### Task
Reproduce, unaltered, the line with "Could you point at the mobile" along with every line that follows it in the records, up to the last.

Records contained in a dataset:

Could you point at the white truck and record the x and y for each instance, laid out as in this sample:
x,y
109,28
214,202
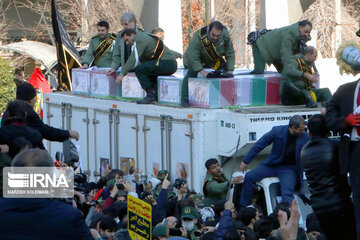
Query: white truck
x,y
158,137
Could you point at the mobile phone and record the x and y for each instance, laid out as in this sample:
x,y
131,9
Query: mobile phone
x,y
175,232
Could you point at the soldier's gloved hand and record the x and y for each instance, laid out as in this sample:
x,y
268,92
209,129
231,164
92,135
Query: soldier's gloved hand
x,y
353,120
305,200
213,74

### Solution
Could you point at the mobile phone and record the x and y for each instance, laid out as in this sample:
x,y
131,9
Query: mobile phone
x,y
175,232
Could you point at the soldier's gloved hand and record the x and y for each instance, laid out as in this sample:
x,y
268,92
209,129
231,164
92,135
Query: soldier's gloved hand
x,y
353,120
305,200
213,74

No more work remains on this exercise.